Written request. Quote the thread on the batch tuplesort bug below word for word, starting at "On Fri, Jul 1, 2016 at 8:37" and ending at "1MiB maintenance_work_mem setting.".

Re: Bug in batch tuplesort memory CLUSTER case (9.6 only)

From

Noah Misch

Date:

02 July 2016, 03:37:14

On Fri, Jul 01, 2016 at 08:09:07PM -0700, Peter Geoghegan wrote:
> On Fri, Jul 1, 2016 at 7:05 PM, Noah Misch <noah@leadboat.com> wrote:
> > I think such a test would suffice to cover this bug if Valgrind Memcheck does
> > detect the problem in it.
> 
> Are you asking me to produce a regression test that exercises the bug?

Yes, please produce a patch version bearing a regression test that exercises
the bug.  I feel it counts even if the you need Valgrind Memcheck to see that
it exercises the bug, but I won't interfere if Robert disagrees.  The test
should take moderate steps to minimize costs.  For example, it should decrease
maintenance_work_mem, not sort >16 MiB of data.

> I would be happy to do so, but I require some clarification on project
> policy first. As I already mentioned, we currently have *precisely*
> zero test coverage of external sorting. Apparently, avoiding external
> sort operations in the regression tests has value.

PostgreSQL is open to moving features from zero test coverage to nonzero test
coverage.  The last several releases have each done so.  Does that
sufficiently clarify the policy landscape?

> I think that a new tuplesort.sql test file is where a test like this
> belongs (not in the existing cluster.sql test file). If I write a
> patch along those lines, is it ever going to be accepted? I would be
> happy to work on this, but we need to have a sensible conversation on
> what's acceptable to everyone in this area first. I've screamed bloody
> murder about the test coverage in this area before, and nothing
> happened.

I'll guess that Robert would prefer a minimal test in cluster.sql over
starting a new file.  If you want to be sure, wait for his input.

> If you think I'm overstating things, then consider how many commits
> that touched tuplesort.c added any tests. Even the commit "Fix
> inadequately-tested code path in tuplesort_skiptuples()." didn't add
> tests! There is scarcely any example of anyone deliberately adding
> test coverage to that file. I don't understand why it is so.

I don't know, either.  You read both Robert and me indicating that this bug
fix will be better with a test, and nobody has said that a test-free fix is
optimal.  Here's your chance to obliterate that no-tests precedent.

Re: Bug in batch tuplesort memory CLUSTER case (9.6 only)

From

Peter Geoghegan

Date:

02 July 2016, 04:12:53

On Fri, Jul 1, 2016 at 8:37 PM, Noah Misch <noah@leadboat.com> wrote:
> Yes, please produce a patch version bearing a regression test that exercises
> the bug.  I feel it counts even if the you need Valgrind Memcheck to see that
> it exercises the bug, but I won't interfere if Robert disagrees.  The test
> should take moderate steps to minimize costs.  For example, it should decrease
> maintenance_work_mem, not sort >16 MiB of data.

I agree with both points. I think that we can do just as well with a
1MiB maintenance_work_mem setting.

> PostgreSQL is open to moving features from zero test coverage to nonzero test
> coverage.  The last several releases have each done so.  Does that
> sufficiently clarify the policy landscape?

Records provided.
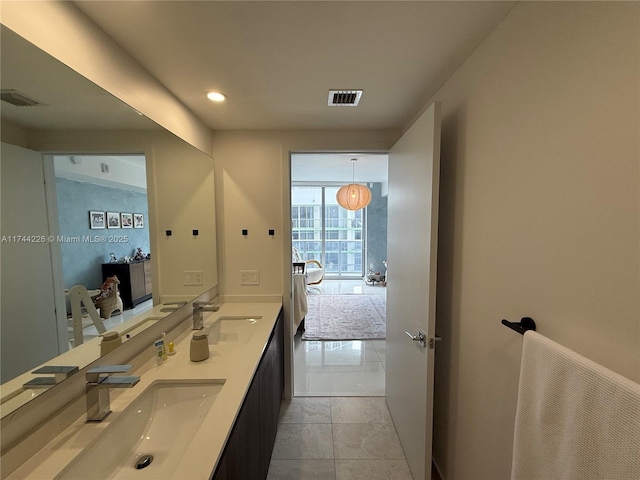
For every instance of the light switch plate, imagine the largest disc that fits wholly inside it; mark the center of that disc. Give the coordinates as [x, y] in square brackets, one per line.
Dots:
[193, 277]
[249, 277]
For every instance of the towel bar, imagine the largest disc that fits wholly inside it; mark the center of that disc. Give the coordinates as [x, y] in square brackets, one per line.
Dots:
[526, 323]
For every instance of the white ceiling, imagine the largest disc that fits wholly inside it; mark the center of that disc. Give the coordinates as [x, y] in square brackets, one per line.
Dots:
[277, 60]
[69, 101]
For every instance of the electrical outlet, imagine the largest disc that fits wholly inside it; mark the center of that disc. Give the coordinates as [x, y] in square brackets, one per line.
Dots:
[249, 277]
[193, 277]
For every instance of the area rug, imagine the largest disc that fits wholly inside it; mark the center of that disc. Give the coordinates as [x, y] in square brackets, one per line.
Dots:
[345, 317]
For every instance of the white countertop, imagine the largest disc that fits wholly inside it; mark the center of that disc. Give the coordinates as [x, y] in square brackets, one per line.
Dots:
[235, 363]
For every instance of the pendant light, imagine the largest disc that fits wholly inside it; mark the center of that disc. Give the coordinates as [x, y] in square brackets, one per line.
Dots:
[353, 196]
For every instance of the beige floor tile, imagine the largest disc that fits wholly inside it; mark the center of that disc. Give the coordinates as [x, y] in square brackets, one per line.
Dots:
[306, 410]
[359, 410]
[295, 441]
[366, 441]
[372, 470]
[301, 470]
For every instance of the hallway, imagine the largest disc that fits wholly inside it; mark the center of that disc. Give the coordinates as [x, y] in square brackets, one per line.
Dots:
[340, 368]
[337, 438]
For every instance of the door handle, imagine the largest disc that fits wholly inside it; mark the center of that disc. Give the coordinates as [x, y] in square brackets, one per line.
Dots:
[421, 337]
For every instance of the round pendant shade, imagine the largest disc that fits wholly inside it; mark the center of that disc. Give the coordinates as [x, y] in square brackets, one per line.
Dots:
[353, 196]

Expected answer.
On Fri, Jul 1, 2016 at 8:37 PM, Noah Misch <noah@leadboat.com> wrote:
> Yes, please produce a patch version bearing a regression test that exercises
> the bug.  I feel it counts even if the you need Valgrind Memcheck to see that
> it exercises the bug, but I won't interfere if Robert disagrees.  The test
> should take moderate steps to minimize costs.  For example, it should decrease
> maintenance_work_mem, not sort >16 MiB of data.

I agree with both points. I think that we can do just as well with a
1MiB maintenance_work_mem setting.